(Stored entries)
** Start **
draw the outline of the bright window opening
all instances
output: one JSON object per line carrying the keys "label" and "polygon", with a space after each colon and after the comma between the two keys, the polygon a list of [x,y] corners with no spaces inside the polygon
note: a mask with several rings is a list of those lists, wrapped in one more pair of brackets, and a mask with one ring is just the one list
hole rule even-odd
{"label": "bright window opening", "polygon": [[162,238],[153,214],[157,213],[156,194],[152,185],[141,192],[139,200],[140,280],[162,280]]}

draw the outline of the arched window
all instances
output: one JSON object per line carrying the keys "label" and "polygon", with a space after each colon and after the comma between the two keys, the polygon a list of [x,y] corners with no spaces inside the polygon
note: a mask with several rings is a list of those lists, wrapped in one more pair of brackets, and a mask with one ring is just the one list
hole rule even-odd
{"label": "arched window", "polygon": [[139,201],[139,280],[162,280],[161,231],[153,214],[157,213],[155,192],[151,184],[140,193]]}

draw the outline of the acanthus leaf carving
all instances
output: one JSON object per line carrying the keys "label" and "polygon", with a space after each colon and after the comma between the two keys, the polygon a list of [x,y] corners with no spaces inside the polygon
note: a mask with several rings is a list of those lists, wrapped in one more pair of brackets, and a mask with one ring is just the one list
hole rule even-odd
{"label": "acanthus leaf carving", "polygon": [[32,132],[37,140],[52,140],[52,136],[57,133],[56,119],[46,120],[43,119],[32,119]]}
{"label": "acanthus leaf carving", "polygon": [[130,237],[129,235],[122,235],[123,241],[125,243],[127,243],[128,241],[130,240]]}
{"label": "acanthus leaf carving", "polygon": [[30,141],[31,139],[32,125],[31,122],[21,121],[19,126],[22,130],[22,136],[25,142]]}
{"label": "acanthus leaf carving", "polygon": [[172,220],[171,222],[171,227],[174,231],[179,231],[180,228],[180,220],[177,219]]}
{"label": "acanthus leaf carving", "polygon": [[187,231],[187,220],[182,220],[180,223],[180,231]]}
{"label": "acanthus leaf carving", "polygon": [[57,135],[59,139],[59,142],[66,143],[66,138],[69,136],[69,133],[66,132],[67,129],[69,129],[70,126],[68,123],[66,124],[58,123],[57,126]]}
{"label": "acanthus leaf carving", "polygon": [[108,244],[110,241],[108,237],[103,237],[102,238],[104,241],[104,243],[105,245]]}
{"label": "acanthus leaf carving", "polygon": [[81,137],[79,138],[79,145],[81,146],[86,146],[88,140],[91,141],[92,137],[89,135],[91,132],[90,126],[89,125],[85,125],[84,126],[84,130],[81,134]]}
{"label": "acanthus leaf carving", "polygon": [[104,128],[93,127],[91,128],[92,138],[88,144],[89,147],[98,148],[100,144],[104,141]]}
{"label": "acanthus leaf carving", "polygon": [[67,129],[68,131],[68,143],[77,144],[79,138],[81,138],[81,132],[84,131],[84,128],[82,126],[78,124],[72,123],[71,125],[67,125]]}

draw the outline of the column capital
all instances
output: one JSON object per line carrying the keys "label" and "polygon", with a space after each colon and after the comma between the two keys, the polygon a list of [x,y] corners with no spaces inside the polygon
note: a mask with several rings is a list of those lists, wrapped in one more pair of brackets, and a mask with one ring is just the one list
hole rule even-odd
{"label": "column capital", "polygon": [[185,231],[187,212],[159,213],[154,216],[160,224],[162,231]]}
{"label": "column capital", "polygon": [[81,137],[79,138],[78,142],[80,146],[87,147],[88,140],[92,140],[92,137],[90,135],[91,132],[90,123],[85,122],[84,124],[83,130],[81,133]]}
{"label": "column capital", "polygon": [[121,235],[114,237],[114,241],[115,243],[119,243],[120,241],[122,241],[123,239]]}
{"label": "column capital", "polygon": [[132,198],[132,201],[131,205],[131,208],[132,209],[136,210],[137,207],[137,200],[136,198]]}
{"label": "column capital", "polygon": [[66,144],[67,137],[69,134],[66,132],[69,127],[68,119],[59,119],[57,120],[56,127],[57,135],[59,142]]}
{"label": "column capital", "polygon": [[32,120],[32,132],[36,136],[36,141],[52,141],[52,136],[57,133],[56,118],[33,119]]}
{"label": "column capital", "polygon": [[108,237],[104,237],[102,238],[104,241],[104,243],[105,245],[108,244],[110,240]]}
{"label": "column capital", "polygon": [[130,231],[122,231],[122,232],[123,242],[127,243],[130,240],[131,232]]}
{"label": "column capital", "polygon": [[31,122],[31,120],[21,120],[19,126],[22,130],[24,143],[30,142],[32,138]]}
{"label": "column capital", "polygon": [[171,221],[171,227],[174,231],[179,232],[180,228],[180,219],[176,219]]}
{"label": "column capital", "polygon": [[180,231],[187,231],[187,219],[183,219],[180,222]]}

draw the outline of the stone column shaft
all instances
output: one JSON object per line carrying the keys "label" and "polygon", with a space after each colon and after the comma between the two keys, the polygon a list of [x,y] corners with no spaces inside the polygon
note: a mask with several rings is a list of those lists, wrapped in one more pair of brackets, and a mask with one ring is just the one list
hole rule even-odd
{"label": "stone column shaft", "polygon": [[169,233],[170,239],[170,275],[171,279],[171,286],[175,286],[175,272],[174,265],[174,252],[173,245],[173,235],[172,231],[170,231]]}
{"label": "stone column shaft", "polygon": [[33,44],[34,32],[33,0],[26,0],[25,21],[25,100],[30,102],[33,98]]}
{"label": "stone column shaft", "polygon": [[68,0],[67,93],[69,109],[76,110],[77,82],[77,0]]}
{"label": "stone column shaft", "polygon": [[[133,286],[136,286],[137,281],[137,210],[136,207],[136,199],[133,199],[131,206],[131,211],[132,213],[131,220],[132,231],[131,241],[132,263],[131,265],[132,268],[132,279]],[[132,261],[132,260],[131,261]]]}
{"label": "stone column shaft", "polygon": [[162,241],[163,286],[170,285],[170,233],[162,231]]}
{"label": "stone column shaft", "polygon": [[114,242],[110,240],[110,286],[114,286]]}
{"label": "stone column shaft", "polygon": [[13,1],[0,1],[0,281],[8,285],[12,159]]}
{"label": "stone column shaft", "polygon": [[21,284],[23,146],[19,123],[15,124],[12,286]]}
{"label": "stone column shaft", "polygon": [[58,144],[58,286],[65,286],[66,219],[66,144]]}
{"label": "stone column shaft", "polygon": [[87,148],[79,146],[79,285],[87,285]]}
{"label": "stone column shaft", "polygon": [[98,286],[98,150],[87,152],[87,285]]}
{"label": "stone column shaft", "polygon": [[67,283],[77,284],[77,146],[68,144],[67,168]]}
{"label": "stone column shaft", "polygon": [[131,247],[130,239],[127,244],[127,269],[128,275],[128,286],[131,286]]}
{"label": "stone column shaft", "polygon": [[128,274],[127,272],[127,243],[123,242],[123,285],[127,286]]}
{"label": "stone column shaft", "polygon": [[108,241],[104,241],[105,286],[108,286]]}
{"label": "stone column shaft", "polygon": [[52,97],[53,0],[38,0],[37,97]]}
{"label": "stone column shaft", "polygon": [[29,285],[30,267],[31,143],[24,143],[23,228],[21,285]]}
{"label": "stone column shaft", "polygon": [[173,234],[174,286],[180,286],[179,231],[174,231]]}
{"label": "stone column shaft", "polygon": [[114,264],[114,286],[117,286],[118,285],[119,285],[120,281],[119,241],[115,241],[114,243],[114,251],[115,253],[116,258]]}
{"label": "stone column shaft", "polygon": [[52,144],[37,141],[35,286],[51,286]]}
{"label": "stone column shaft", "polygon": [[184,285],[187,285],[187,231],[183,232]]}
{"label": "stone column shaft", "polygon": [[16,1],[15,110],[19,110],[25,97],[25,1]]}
** End **
> TASK TO CARRY OUT
Pick out every line in the items above that contains the word "arched", and copy each of those lines.

> CORRECT RESPONSE
draw the outline of the arched window
{"label": "arched window", "polygon": [[139,201],[139,280],[162,280],[161,231],[153,214],[157,213],[155,192],[151,184],[140,193]]}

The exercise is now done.